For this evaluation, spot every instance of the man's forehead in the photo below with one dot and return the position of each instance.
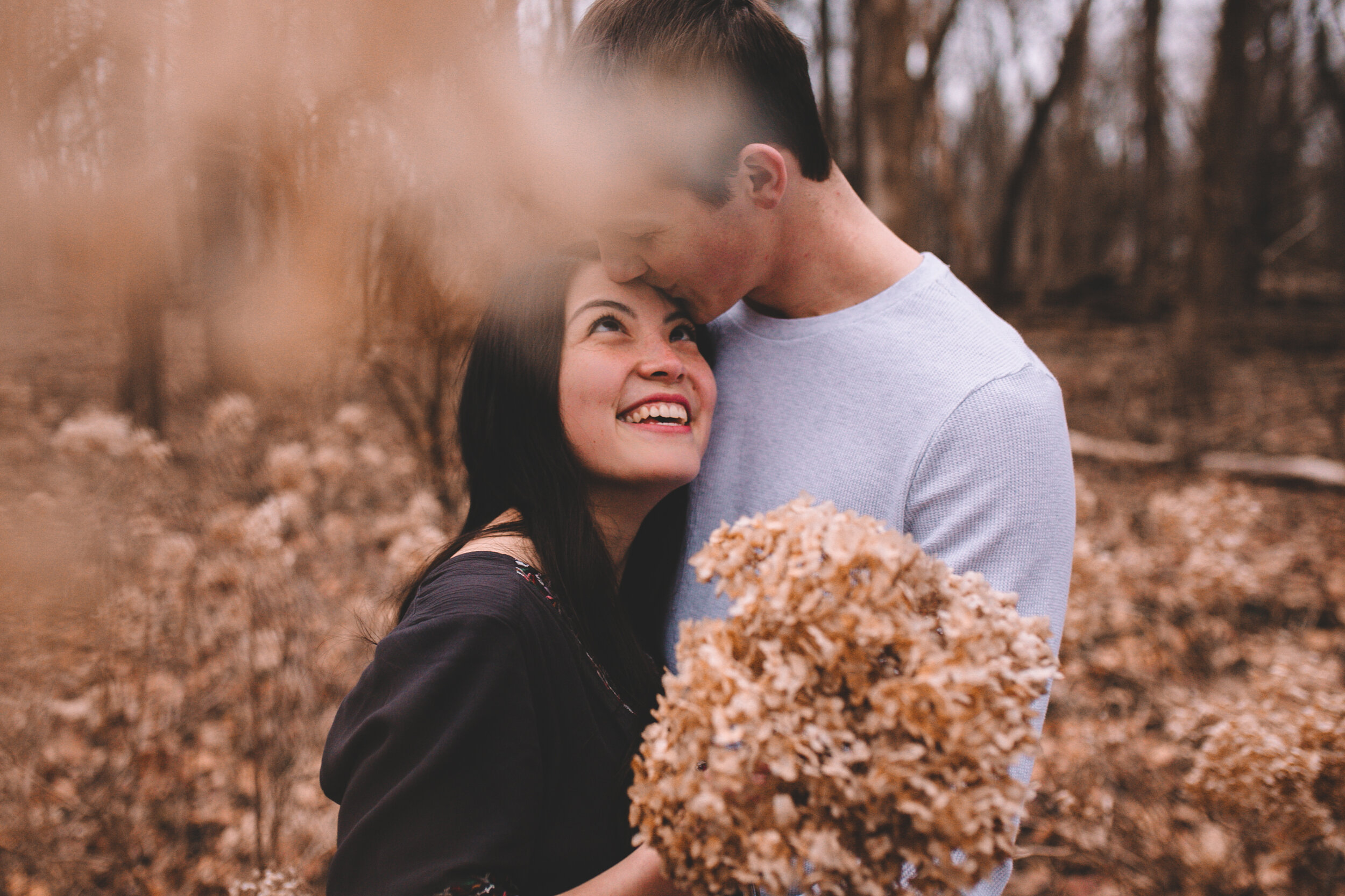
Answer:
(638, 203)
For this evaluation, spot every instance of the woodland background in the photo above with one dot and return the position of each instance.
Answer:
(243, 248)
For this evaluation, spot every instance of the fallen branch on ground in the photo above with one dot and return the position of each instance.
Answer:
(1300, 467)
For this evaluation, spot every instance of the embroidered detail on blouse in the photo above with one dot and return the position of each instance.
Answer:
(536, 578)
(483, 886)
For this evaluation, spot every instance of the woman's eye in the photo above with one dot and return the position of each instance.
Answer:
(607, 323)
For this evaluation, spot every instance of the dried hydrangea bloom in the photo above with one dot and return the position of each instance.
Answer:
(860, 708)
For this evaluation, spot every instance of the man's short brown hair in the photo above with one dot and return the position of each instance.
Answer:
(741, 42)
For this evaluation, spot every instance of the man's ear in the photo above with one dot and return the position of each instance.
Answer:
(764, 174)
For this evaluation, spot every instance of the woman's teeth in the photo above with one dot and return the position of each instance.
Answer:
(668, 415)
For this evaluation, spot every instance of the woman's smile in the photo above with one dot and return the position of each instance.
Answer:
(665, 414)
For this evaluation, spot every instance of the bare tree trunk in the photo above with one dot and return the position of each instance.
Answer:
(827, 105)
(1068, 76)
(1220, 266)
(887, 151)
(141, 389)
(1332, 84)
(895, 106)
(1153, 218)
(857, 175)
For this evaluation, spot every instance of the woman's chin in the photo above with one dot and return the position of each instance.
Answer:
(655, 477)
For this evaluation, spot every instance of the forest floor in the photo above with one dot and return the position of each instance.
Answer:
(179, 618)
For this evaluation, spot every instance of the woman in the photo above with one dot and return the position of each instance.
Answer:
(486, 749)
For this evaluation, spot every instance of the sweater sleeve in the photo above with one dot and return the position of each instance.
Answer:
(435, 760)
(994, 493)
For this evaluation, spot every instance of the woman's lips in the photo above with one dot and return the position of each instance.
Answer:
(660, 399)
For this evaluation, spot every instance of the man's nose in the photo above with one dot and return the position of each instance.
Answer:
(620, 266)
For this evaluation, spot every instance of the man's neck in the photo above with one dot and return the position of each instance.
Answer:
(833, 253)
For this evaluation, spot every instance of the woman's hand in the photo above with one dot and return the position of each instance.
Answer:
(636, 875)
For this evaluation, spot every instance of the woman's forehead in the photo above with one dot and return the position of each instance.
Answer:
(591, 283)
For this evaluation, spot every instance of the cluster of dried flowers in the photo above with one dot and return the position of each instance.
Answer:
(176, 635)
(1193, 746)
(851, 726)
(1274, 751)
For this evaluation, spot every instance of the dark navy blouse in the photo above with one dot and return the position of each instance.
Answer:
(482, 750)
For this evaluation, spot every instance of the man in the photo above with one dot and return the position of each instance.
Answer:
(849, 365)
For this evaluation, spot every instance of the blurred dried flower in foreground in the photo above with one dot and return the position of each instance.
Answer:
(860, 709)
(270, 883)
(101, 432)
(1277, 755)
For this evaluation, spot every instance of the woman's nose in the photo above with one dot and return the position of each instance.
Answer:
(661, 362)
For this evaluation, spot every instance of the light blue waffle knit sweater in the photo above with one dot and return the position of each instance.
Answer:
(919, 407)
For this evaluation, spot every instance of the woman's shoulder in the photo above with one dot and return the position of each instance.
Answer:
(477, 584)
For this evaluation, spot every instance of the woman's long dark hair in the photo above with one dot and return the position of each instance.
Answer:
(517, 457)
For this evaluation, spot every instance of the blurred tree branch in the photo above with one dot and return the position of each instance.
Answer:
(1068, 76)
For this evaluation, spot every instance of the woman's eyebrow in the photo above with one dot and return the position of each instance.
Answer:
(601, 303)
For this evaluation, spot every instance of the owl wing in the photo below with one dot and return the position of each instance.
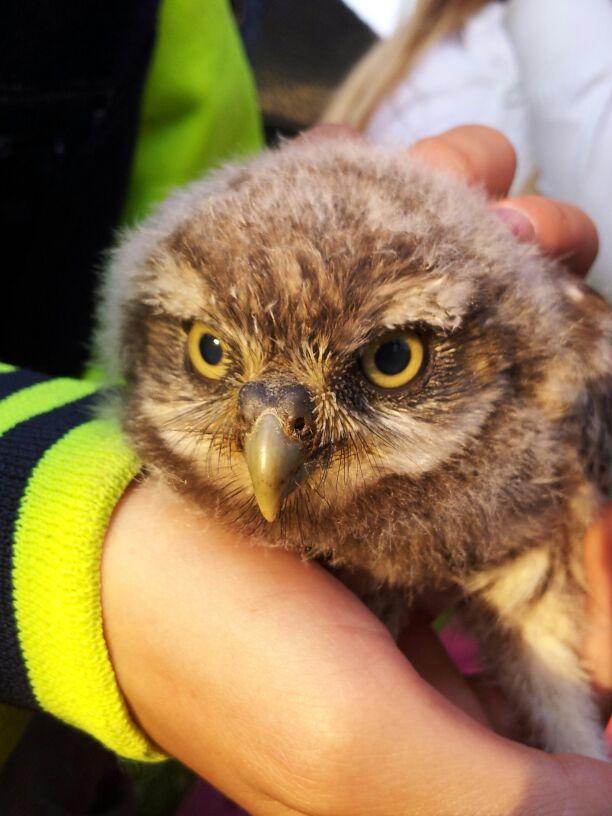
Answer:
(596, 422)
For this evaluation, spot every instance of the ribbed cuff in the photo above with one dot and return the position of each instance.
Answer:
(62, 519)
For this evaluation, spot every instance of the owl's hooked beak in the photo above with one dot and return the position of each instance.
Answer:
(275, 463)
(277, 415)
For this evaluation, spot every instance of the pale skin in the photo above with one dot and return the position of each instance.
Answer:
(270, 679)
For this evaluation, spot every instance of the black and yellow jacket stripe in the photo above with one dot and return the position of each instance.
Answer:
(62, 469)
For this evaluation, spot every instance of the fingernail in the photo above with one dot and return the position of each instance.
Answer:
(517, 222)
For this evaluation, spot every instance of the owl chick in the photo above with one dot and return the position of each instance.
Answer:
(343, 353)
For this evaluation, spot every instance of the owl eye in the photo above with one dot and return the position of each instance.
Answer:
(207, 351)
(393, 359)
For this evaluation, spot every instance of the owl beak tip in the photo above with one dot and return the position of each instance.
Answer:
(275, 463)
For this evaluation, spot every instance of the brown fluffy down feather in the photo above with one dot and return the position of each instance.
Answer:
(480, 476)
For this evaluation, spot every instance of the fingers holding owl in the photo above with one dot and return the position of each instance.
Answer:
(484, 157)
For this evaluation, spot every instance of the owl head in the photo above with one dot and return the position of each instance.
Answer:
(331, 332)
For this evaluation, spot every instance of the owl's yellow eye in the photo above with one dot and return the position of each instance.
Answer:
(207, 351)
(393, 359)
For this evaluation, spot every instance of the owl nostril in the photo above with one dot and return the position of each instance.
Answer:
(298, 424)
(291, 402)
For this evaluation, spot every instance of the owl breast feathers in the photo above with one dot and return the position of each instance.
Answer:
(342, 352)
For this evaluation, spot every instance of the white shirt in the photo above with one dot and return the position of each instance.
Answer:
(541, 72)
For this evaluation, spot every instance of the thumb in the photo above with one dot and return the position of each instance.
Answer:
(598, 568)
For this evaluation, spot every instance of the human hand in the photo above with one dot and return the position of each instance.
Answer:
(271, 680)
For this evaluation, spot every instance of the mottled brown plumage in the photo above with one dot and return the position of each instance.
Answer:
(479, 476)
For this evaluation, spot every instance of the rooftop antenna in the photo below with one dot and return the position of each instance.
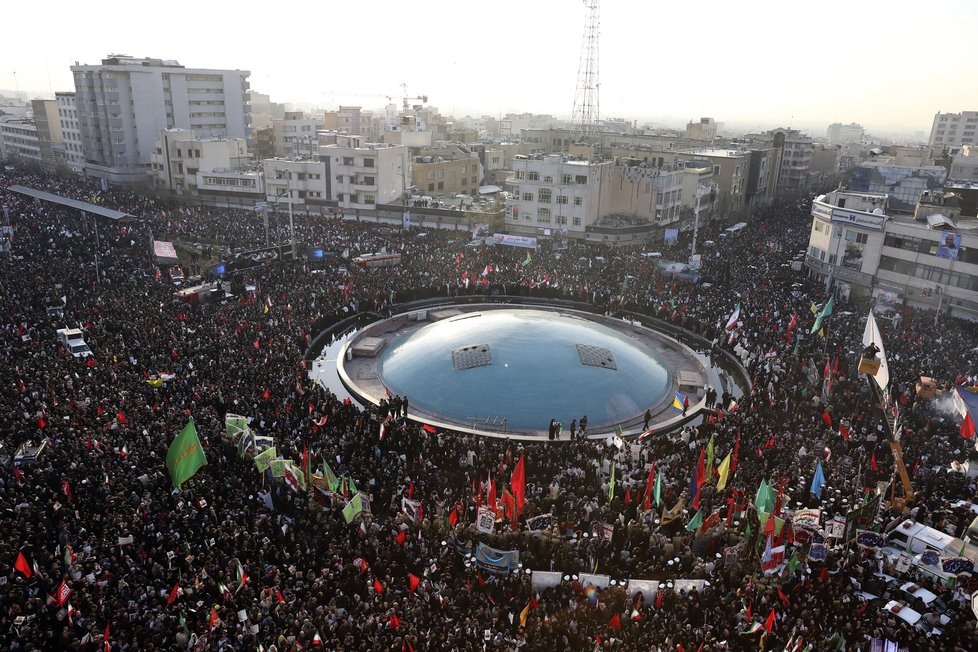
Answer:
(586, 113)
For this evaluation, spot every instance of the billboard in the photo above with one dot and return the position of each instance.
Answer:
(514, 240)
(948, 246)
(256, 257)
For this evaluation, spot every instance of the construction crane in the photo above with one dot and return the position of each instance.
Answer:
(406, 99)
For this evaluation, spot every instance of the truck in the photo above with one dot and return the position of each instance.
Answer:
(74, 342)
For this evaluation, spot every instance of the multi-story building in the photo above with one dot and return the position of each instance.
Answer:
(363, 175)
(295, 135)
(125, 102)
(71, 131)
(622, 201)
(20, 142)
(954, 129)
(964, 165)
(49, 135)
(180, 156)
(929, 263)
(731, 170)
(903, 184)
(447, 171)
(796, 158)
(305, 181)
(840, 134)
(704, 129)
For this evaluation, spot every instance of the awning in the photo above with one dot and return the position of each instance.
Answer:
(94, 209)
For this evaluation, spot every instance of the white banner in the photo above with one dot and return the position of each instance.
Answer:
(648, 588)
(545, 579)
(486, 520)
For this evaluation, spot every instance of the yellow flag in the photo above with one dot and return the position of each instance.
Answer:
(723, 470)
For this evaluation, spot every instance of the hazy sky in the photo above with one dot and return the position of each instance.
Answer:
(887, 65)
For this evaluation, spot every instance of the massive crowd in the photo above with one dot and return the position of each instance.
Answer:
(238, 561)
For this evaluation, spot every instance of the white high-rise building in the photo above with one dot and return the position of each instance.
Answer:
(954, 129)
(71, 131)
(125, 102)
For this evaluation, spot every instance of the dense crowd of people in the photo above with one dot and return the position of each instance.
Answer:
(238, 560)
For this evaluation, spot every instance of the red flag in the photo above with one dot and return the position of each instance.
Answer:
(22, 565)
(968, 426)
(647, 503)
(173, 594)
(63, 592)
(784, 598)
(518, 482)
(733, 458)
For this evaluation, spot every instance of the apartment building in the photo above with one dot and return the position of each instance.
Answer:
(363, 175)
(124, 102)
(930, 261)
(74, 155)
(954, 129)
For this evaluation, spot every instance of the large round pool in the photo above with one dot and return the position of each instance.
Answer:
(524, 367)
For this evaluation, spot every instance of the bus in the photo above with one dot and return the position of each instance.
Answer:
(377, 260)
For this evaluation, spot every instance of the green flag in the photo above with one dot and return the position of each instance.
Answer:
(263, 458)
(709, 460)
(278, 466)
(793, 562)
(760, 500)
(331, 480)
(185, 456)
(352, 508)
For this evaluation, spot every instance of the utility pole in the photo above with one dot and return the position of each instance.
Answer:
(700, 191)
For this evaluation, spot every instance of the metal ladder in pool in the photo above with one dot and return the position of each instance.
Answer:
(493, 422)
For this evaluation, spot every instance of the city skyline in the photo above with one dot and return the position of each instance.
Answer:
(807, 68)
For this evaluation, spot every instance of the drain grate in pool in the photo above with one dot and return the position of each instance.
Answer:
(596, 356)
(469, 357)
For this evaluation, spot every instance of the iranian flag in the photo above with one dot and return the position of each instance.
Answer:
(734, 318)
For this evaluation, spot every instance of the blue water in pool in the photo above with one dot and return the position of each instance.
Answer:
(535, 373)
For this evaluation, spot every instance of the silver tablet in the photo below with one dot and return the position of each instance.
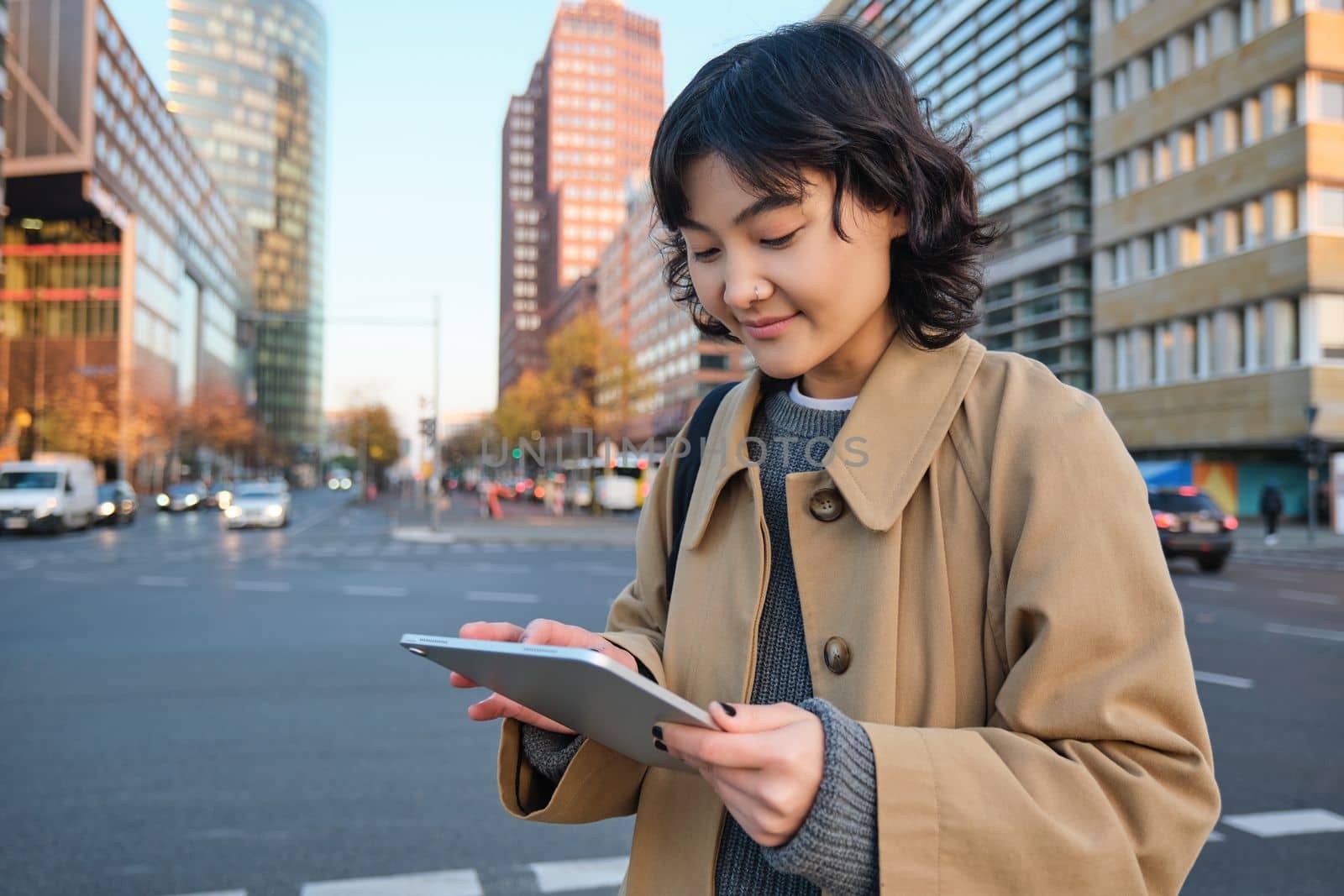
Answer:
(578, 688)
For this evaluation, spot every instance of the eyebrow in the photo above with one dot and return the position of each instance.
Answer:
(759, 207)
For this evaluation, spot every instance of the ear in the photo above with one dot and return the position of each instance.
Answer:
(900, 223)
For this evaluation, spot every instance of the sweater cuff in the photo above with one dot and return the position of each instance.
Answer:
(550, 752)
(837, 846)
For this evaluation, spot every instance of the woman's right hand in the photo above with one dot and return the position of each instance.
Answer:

▸ **What the task requires**:
Begin with the line that contains "For this evaluation, spot every instance of the eyebrow" and set down each line exactly until the records above end, including the final line.

▸ **Response below**:
For this evaluation, spot every instance of the eyebrow in the photo above with one dot and return the position of each instance.
Answer:
(759, 207)
For this evaluation, spot every instance of the ear in the photo above with one dot and return the position of each instance.
Answer:
(900, 223)
For this evaluation, spot every instance of the sweater cuff in the photo above with one dot and return the position of each instance.
Answer:
(550, 752)
(837, 846)
For this evaluation, spot every instance of the woman's right hand in the photo above with one dot and return the position of each instance.
Answer:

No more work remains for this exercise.